What you need to do:
1 > According to the teaching module on agricultural knowledge, sources from which countries does the module use?
2 > Continue the teaching module on agricultural knowledge, picking up right after its final sentence.

Given passage:
----------

Teaching

Short Teaching Module: Agricultural Knowledge in the Late Nineteenth Century

Justus Hillebrand
Clip from Wolff's article on hay's nutritional values

Overview

Knowledge knows no national boundaries. Therefore, the history of knowledge also has to move beyond national boundaries to understand how knowledge was produced, moved, and adapted. Telling such a history without the limitations of national boundaries is challenging. To avoid telling a history too broad to be understood and to truly make a point, historians of knowledge often trace one particular area of knowledge or one specific innovation. This then provides the frame for the analysis of the wider historical processes of knowledge production, negotiation, and movement. This module uses sources from Germany, the United States, and Togo to explore the movement and negotiation of agricultural knowledge in the late nineteenth century. 

Essay

Knowledge is not just science. Everybody knows something and experts can come from the most varied corners of society. For a few decades now, historians of science have also understood this and have broadened their horizon of study to a history of knowledge more broadly understood. The fundamental insight in this process is that scientific practice, as with any knowledge production, is situated in time and space. While scientists may have claimed their knowledge was objective and universal, they could never escape their subjective skins and particular environments. In this way, historians of science have opened their perspective to all manners of knowledge making and all kinds of knowledge makers. Indigenous knowledge, the know-how of craftspeople, and farmers’ knowledge have taken their place next to science in historical analysis. (Secord, 2004)

Looking beyond the bounds of science also means that the significant moment in knowledge production is no longer seen as necessarily the moment of “discovery” but rather what happened after. Rather than assuming that freshly “discovered” knowledge “diffuses” into the vague mass of the public, the negotiation of knowledge takes center stage. How could different knowledge makers come to an agreement on what was new, useful, and reliable knowledge? (Daston and Galison, 2014)

----------

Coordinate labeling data
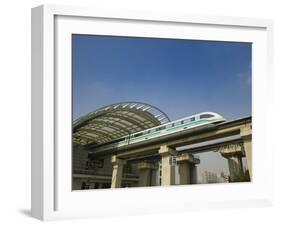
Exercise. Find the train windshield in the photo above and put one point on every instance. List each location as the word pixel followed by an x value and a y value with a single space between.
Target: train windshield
pixel 206 116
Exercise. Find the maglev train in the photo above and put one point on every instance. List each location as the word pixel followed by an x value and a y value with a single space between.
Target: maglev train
pixel 186 123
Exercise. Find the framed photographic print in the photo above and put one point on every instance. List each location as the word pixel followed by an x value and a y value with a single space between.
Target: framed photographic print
pixel 136 112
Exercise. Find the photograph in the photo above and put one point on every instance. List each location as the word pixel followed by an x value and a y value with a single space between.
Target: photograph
pixel 150 111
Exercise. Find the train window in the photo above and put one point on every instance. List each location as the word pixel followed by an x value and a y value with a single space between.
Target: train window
pixel 206 116
pixel 160 128
pixel 138 134
pixel 169 125
pixel 146 132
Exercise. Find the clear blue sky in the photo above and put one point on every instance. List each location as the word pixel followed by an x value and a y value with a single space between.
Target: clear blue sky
pixel 181 77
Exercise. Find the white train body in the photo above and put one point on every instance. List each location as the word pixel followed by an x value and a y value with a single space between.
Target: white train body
pixel 186 123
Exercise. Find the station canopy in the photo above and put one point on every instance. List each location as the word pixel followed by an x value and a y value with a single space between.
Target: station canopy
pixel 115 121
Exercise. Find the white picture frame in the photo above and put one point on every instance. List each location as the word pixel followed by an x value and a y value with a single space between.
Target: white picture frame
pixel 52 197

----------

Answers provided:
1 > Germany, the United States, and Togo.

2 >
One example of knowledge negotiation is agricultural knowledge in the late nineteenth century. Several groups of agricultural knowledge makers interacted, particularly in the United States and Germany, arguably the two centers of agricultural innovation. Agricultural scientists produced knowledge removed from market pressures in university laboratories and experiment stations. They rose to prominence in mid-century by claiming chemical analysis, mathematics, and carefully measured feeding experiments could produce universal and therefore superior knowledge to that of practicing farmers. Opposing them were innovation-minded farm improvers who had earlier held much authority over farming knowledge. Improvers argued that the results of any innovation trials had to be placed into particular environmental and economic contexts so they could be adapted by skillful farmers in different contexts. One farmer’s profit was evidence enough to them. In improvers’ minds, universal principles developed by “book farmers” were largely useless since they were not produced on active farms under market conditions. To scientists, trial success measured in money by one uneducated “dirt farmer” made only one flimsy data point. Scientists and improvers used different evidence, language, and communication strategies to bolster their own side and discredit opposing claims. Scientists tried to convince farmers of laboratory-won insights, while innovation-minded farmers adapted experimental results from elsewhere to their region or farm.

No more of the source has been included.